Extracted information
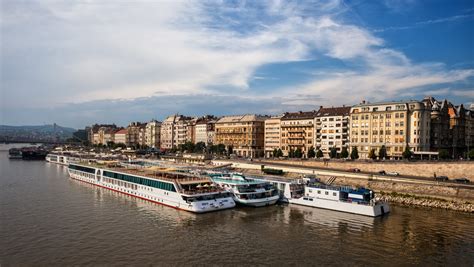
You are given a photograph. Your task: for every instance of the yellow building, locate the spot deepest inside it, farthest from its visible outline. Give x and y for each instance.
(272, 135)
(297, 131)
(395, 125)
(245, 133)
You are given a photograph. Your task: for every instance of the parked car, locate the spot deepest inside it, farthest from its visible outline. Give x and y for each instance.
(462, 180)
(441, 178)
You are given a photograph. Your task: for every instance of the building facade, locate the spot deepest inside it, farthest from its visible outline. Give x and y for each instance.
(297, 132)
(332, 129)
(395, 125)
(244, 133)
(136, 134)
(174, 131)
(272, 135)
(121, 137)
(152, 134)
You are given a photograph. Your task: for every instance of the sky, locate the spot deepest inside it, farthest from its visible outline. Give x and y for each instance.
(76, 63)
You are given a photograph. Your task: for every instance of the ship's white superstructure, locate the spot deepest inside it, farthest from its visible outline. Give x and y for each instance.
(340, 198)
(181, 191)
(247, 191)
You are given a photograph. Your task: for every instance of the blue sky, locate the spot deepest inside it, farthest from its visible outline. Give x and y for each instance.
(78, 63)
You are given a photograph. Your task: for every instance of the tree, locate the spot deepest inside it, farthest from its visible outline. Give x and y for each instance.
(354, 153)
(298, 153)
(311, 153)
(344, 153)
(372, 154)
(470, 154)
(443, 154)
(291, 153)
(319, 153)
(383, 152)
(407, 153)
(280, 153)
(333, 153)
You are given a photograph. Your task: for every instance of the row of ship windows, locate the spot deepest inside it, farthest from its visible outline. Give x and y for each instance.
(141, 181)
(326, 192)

Task objective
The pictures in the data should be omitted, and every remaining line set down exactly.

Response to this exercise
You are given a photograph. Your task: for every instance of the yellow building, locate the spot deepest inside it, farthest from its visible outline. Give x and y for each instance.
(272, 135)
(297, 131)
(395, 125)
(245, 133)
You are given a photograph. Your task: for every instance of the parked car, locate the spot deepest inside it, farthest from its visible outline. Give x and y for each instance.
(462, 180)
(441, 178)
You are given a photograph. Your task: for every instance of the building facade, locate the spot deepest inside it, farthest from its visible outline. Give x and y for each instance.
(297, 132)
(332, 129)
(395, 125)
(244, 133)
(136, 134)
(174, 131)
(272, 135)
(121, 137)
(152, 134)
You are given a photograph. Your task: for every instance of the sky, locate the spot deepest inside it, farthest from its visible outline. Give x and y for each instance.
(76, 63)
You are given a photograph. Your task: for every instance of the ship's white superstructure, locate the spot deepest inside it, farthest from its visible outline. Give x and y for each instance.
(340, 198)
(181, 191)
(247, 191)
You are given a photograph. Your task: for every instance of the blue sky, locate the spot deepest inside it, farthest from its visible outline. Give x and y for each instance.
(78, 63)
You are given a photograph. Your task: for every instance of the tree, locate the spot deepest inside it, farthest from its visible outline. Give x and y for each instance.
(354, 153)
(298, 153)
(311, 153)
(344, 153)
(372, 154)
(470, 154)
(443, 154)
(291, 153)
(319, 153)
(383, 152)
(407, 153)
(280, 153)
(333, 153)
You are given a photograph. Your task: for every instance of the row of ship windows, locate the spot deepest inside it, farthest from its visible outline. Give x and y for each instance.
(141, 181)
(326, 192)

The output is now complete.